━━━ SOURCE RECORDS

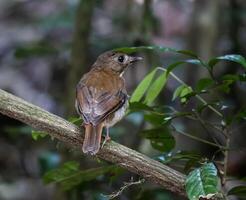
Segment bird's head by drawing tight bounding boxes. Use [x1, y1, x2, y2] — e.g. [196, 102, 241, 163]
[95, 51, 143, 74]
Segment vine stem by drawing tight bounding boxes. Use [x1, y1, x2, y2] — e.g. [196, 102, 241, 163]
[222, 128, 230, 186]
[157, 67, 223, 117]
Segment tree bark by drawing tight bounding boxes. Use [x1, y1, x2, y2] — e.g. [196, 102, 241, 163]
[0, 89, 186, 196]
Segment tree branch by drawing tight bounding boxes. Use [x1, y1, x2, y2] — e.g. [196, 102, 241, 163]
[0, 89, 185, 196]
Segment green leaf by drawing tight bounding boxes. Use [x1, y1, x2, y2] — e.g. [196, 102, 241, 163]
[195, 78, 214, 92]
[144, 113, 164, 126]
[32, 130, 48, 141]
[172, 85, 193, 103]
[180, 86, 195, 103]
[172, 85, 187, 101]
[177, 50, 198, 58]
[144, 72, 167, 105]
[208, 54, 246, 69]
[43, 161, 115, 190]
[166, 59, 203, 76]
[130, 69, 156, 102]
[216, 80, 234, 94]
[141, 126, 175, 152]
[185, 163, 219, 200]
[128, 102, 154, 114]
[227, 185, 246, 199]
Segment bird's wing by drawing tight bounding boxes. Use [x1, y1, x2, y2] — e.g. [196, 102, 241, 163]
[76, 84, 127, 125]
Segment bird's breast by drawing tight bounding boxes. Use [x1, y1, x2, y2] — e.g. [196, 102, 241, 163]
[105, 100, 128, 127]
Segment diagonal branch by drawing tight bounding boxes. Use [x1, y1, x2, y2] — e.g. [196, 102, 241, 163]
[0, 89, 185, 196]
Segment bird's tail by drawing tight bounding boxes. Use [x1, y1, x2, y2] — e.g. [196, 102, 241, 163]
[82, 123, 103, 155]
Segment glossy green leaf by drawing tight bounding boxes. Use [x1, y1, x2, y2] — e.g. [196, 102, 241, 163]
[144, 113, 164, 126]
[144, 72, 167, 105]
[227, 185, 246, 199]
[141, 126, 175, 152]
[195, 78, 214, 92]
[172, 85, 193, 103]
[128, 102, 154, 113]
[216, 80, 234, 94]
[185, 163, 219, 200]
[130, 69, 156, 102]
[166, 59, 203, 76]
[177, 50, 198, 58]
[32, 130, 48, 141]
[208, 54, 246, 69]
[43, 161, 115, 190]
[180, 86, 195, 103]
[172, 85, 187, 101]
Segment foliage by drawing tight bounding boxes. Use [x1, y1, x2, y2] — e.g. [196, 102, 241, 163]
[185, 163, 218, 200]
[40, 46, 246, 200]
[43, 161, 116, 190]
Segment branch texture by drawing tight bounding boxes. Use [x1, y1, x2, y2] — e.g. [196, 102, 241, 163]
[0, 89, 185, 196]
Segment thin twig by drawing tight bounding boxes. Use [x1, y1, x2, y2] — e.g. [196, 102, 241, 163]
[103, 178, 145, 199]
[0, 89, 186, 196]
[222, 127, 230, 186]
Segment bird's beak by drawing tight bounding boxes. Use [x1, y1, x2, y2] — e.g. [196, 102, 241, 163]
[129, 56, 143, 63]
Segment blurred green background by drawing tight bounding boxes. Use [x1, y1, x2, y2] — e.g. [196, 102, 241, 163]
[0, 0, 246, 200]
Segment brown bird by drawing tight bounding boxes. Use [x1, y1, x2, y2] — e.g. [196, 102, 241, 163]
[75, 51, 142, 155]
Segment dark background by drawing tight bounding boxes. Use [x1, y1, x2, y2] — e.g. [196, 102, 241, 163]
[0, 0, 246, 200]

━━━━━━

TASK OBJECTIVE: Update every line of the items above so that each "tight bounding boxes" reads "precise bounding boxes", leaving all other text unchanged. Omit the pictures from the output.

ANSWER TO THIS TASK:
Segment bird's head by drawing precise bounding boxes. Use [x1, y1, x2, y2] — e.g. [196, 102, 241, 163]
[95, 51, 143, 74]
Segment vine stem by drawing precise bounding boxes. Use [x1, y1, x2, y2] — e.g. [196, 102, 241, 163]
[222, 128, 230, 186]
[157, 67, 223, 117]
Segment tree bark by drawing precise bounding boxes. Use [x1, y1, x2, y2] — e.g. [196, 102, 241, 163]
[0, 89, 186, 196]
Segment tree branch by drawing precise bounding boxes. Use [x1, y1, x2, y2] — e.g. [196, 102, 241, 163]
[0, 89, 185, 196]
Segment green leaf by drawing precise bounding boxes. Use [x1, y1, x2, y2] — e.g. [196, 102, 241, 163]
[195, 78, 214, 92]
[144, 113, 164, 126]
[32, 130, 48, 141]
[172, 85, 193, 103]
[180, 86, 195, 103]
[172, 85, 187, 101]
[177, 50, 198, 58]
[144, 72, 167, 105]
[208, 54, 246, 69]
[43, 161, 115, 190]
[166, 59, 203, 76]
[130, 69, 156, 102]
[216, 80, 234, 94]
[141, 126, 175, 152]
[185, 163, 219, 200]
[128, 102, 154, 114]
[227, 185, 246, 199]
Segment bird's wing by drawing precise bounding boxes. Use [x1, y1, x2, y2] — e.g. [196, 102, 241, 163]
[76, 84, 127, 125]
Segment bird's breast by drawing precise bounding boxes. Use [x1, y1, x2, y2] — e.g. [196, 102, 241, 163]
[105, 100, 128, 127]
Segment diagonal branch by drawing precise bounding boxes. Use [x1, y1, x2, y2] — e.g. [196, 102, 241, 163]
[0, 89, 185, 196]
Segment bird's tail by drawing precise bounding boxes. Use [x1, y1, x2, y2] — e.g. [196, 102, 241, 163]
[82, 123, 103, 155]
Segment glossy green leaf by drawing precise bounding boxes. Use [x1, y1, x2, y2] — e.g. [196, 102, 241, 163]
[144, 113, 164, 126]
[144, 72, 167, 105]
[227, 185, 246, 199]
[141, 126, 175, 152]
[195, 78, 214, 92]
[172, 85, 193, 103]
[128, 102, 154, 113]
[216, 80, 234, 94]
[185, 163, 219, 200]
[130, 69, 156, 102]
[166, 59, 203, 76]
[177, 50, 198, 58]
[32, 130, 48, 141]
[208, 54, 246, 69]
[43, 161, 115, 190]
[180, 86, 195, 103]
[172, 85, 187, 101]
Segment foliage by drawing precise bounding boxes. Use [x1, y1, x2, y2] — e.g. [196, 102, 241, 163]
[185, 163, 218, 200]
[40, 46, 246, 200]
[43, 161, 116, 190]
Segment branch texture by drawing precise bounding boxes. Use [x1, y1, x2, y2] — e.g. [196, 102, 241, 163]
[0, 89, 185, 196]
Segment thin twig by drawing precise bounding boxes. Use [x1, y1, x2, y2] — e.g. [196, 102, 241, 163]
[103, 178, 145, 199]
[0, 89, 186, 196]
[222, 127, 230, 186]
Segment bird's beak by drawing precise bounding boxes. Use [x1, y1, x2, y2] — e.g. [196, 102, 241, 163]
[129, 56, 143, 63]
Segment blurred green background by drawing precise bounding boxes. Use [x1, y1, x2, y2] — e.g. [196, 102, 241, 163]
[0, 0, 246, 200]
Segment brown bird by drawing precise bounding boxes. Use [x1, y1, x2, y2] — e.g. [196, 102, 241, 163]
[75, 51, 142, 155]
Segment dark background by drawing precise bounding boxes. Use [x1, y1, x2, y2] — e.g. [196, 102, 241, 163]
[0, 0, 246, 200]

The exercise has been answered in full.